-- Begin Passage --
While we have not had the opportunity to field-test the framework for structured thinking about policy delivery systems developed in the paper, we have reached back into some of our previous experience to provide some partial examples of how we might have applied it had we had the framework at the time. This exercise was particularly useful because in rethinking our own experiences we were able to identify gaps in the framework: to some extent, therefore, its development has already been strongly inductive. We must caution that the examples are incomplete since memory is imperfect and there are information gaps as the focus of our analysis at the time was not the policy delivery system.

Example 1. Agricultural Statistics Collection in the Republic of Korea (K1.eg)

The South Korean Ministry of Agriculture and Fisheries (MAF) is responsible for collection of agricultural area, yield and production statistics, including crop estimates. The policy of MAF was to produce these statistics on a timely basis and as accurately as possible. To that end, MAF had ample field enumerators who were well trained in sampling techniques and statistical enumeration. It was evident that the MAF enumerators were doing a conscientious, excellent job.

Yet when the production figures were adjusted to account for exports, imports, seed and post-harvest losses, converted to calories and divided by population, the only conclusion that could be drawn was that every Korean should weigh about 400 pounds (182 kg). When the adjusted production figures were compared with household consumption survey data, which were believed to be quite accurate, a systematic upward bias was found in the production time series data ranging between 12 percent and 20 percent for the cereals, rice, barley and wheat.
-- End Passage --
## Challenge 1
Using the passage on agricultural statistics in Korea, answer each of the following briefly.
(a) What two reasons does the passage give for why the examples are incomplete?
(b) Which body is responsible for collecting agricultural area, yield and production statistics in South Korea?
(c) What range of systematic upward bias was found in the production data for the cereals?
-- Begin Data lines --
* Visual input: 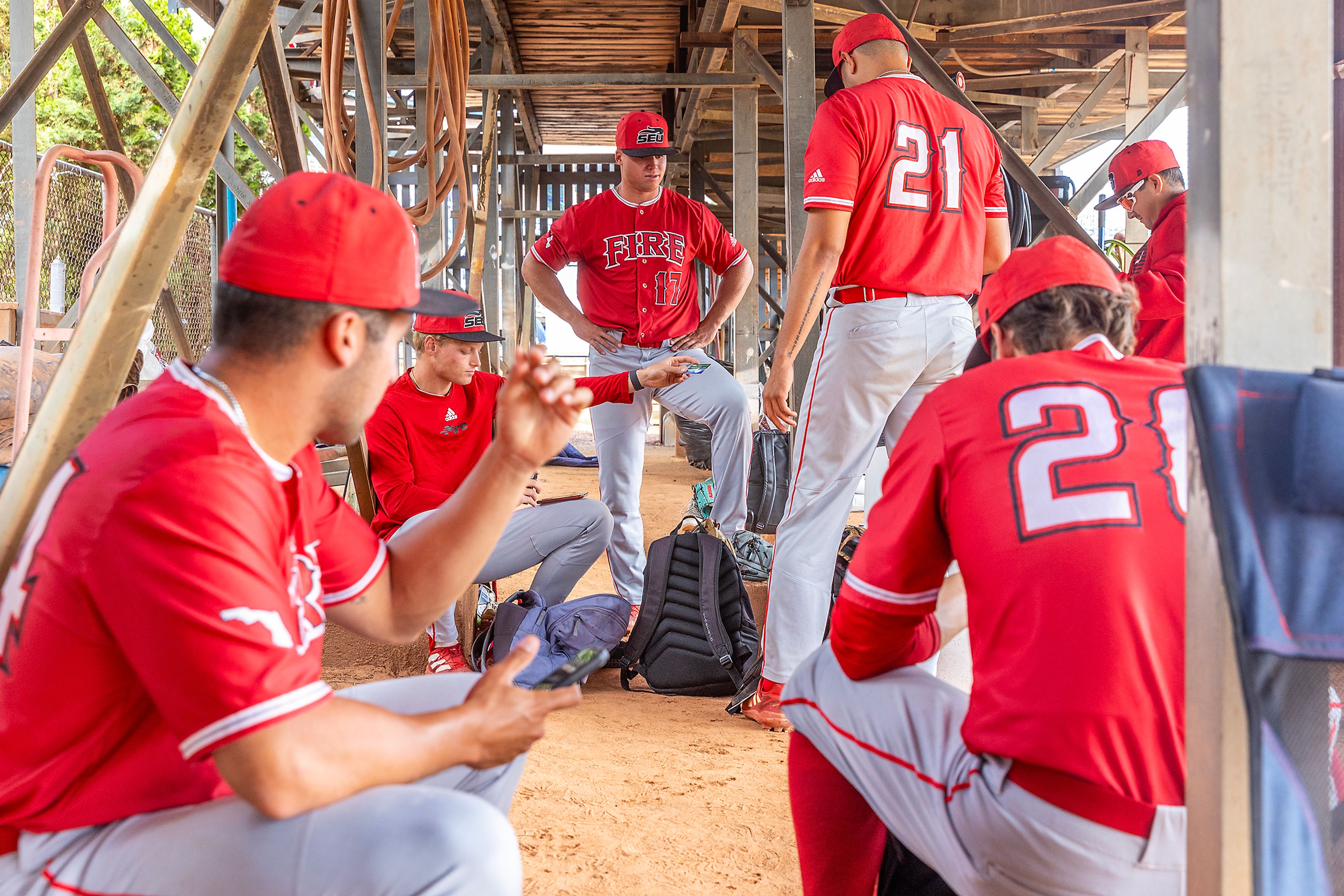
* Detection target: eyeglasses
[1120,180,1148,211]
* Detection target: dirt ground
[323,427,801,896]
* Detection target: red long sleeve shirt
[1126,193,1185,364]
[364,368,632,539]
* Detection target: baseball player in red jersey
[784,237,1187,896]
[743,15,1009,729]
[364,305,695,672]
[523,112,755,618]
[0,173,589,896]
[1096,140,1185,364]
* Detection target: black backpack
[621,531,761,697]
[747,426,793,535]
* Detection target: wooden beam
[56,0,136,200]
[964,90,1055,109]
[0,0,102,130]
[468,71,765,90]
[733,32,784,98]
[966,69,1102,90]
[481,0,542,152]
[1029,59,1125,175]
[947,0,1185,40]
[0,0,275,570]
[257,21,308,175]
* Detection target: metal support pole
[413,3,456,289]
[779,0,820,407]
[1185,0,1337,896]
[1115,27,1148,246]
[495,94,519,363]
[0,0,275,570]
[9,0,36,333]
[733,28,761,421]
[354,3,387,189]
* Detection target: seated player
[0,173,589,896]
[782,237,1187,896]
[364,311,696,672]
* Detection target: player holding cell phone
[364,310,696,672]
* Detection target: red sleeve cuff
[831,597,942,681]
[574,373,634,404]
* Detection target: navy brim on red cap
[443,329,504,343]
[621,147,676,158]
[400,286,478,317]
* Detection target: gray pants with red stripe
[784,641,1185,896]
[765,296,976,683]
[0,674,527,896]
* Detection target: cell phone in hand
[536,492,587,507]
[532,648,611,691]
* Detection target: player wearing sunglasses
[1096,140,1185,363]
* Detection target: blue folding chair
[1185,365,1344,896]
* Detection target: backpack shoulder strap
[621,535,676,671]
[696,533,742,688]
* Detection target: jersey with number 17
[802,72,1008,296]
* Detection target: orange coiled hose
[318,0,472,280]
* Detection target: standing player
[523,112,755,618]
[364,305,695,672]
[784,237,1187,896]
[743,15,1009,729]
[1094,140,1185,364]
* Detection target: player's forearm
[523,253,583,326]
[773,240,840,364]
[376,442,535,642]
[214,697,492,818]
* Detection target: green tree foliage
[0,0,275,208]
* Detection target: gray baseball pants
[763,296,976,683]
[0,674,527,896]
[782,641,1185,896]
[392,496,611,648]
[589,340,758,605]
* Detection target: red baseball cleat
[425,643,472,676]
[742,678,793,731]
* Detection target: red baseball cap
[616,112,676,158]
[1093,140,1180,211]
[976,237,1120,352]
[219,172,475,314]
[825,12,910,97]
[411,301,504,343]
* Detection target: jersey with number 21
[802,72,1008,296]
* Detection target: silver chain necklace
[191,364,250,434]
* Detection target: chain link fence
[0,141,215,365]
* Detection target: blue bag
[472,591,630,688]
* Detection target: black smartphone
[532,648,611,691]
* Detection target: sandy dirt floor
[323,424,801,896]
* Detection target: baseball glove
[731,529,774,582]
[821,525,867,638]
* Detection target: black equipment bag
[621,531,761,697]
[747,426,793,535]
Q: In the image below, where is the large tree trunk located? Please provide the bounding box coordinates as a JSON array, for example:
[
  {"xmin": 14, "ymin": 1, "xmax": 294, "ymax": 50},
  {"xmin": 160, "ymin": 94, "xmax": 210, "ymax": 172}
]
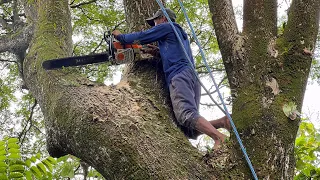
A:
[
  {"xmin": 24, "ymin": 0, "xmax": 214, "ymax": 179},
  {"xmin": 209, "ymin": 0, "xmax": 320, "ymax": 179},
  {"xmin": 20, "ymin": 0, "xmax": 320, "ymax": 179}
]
-- End Data lines --
## Challenge 2
Count the lines in the rows that contain the string "baseball", where case counts, and give only the number.

## Exercise output 1
(a) Memory is imperfect, and there are information gaps because the analysis at the time did not focus on the policy delivery system.
(b) The South Korean Ministry of Agriculture and Fisheries (MAF).
(c) Between 12 percent and 20 percent.

## Exercise output 2
5